# TASK STATEMENT
Your response should consist of the records, reproduced exactly.

(Point-per-instance localization data)

★ ★ ★ ★ ★ ★ ★

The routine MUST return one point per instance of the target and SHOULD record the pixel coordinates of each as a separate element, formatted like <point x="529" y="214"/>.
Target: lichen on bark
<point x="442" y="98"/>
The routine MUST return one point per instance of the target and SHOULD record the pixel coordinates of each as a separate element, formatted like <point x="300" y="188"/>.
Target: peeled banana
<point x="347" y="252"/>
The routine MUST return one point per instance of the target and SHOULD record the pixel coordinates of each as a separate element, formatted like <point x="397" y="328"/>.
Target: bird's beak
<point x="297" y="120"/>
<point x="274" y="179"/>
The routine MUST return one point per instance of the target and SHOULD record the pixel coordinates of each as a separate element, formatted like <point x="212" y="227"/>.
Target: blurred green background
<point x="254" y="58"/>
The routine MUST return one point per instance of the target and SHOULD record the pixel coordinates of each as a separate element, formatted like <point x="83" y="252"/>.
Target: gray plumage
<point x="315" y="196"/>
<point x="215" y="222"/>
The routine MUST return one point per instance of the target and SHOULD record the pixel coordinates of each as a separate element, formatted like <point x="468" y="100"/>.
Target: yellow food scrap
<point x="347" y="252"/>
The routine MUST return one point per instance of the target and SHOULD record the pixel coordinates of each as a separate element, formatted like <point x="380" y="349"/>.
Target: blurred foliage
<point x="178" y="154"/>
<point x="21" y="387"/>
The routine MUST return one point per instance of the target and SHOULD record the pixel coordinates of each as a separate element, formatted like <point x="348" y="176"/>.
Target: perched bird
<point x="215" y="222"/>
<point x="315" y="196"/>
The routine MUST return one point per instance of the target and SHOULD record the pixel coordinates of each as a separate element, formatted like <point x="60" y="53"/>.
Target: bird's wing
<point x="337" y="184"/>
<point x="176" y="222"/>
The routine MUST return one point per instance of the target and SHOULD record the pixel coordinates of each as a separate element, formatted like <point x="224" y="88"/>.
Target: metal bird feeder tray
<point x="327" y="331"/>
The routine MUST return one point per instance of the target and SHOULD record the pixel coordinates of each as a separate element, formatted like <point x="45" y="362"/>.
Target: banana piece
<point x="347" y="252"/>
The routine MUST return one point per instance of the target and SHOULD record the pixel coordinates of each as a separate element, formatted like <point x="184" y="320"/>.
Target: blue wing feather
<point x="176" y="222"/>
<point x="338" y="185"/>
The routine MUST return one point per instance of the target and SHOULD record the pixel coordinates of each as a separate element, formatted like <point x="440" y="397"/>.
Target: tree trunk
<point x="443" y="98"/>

★ ★ ★ ★ ★ ★ ★

# RESULT
The routine MUST return one point per instance of the target and SHOULD record the pixel coordinates of each as a separate element, formatted like <point x="529" y="214"/>.
Target: lichen on bark
<point x="442" y="98"/>
The routine MUST return one point per instance of the target and SHOULD record the pixel coordinates of each as a separate element, formatted like <point x="300" y="188"/>.
Target: peeled banana
<point x="347" y="252"/>
The routine MUST return one point per instance of the target and SHOULD record the pixel coordinates of each as a separate element, formatted like <point x="397" y="328"/>.
Target: bird's beak
<point x="297" y="120"/>
<point x="274" y="179"/>
The routine MUST return one point per instance of the target and SHOULD record the pixel coordinates of each as a separate element, formatted like <point x="212" y="227"/>.
Target: blurred green background
<point x="254" y="58"/>
The routine MUST return one point per instance of the target and SHOULD record the pixel coordinates of each as a separate element, formatted like <point x="83" y="252"/>.
Target: gray plumage
<point x="315" y="196"/>
<point x="215" y="222"/>
The routine MUST return one point per instance of the target and SHOULD record the pixel coordinates of each as a separate element, formatted like <point x="468" y="100"/>.
Target: yellow food scrap
<point x="347" y="252"/>
The routine MUST return one point per instance of the target and SHOULD record the pixel coordinates of each as a separate element, formatted like <point x="380" y="349"/>.
Target: blurred foliage
<point x="178" y="154"/>
<point x="21" y="387"/>
The routine MUST return one point per instance of the target and SHOULD record the pixel coordinates of each as a separate element, formatted like <point x="348" y="176"/>.
Target: perched bird
<point x="215" y="222"/>
<point x="315" y="196"/>
The routine MUST return one point per instance of the target and SHOULD record the pixel coordinates of each as a separate element, formatted like <point x="60" y="53"/>.
Target: bird's wing
<point x="337" y="184"/>
<point x="176" y="222"/>
The routine MUST return one point per instance of the target and SHOULD record the pixel coordinates of each as a separate element, formatted like <point x="224" y="88"/>.
Target: metal bird feeder tray
<point x="327" y="331"/>
The routine MUST return one point per instance of the target and SHOULD record the pixel coordinates of each as a separate element, formatted like <point x="45" y="362"/>.
Target: banana piece
<point x="347" y="252"/>
The routine MUST return one point per instance of the target and SHOULD record the pixel coordinates of each as a separate element, formatted like <point x="184" y="320"/>.
Target: blue wing feather
<point x="176" y="222"/>
<point x="338" y="185"/>
The routine MUST return one point per instance of the target and SHOULD record the pixel coordinates of each as a separate element, formatted like <point x="440" y="397"/>.
Target: tree trunk
<point x="443" y="98"/>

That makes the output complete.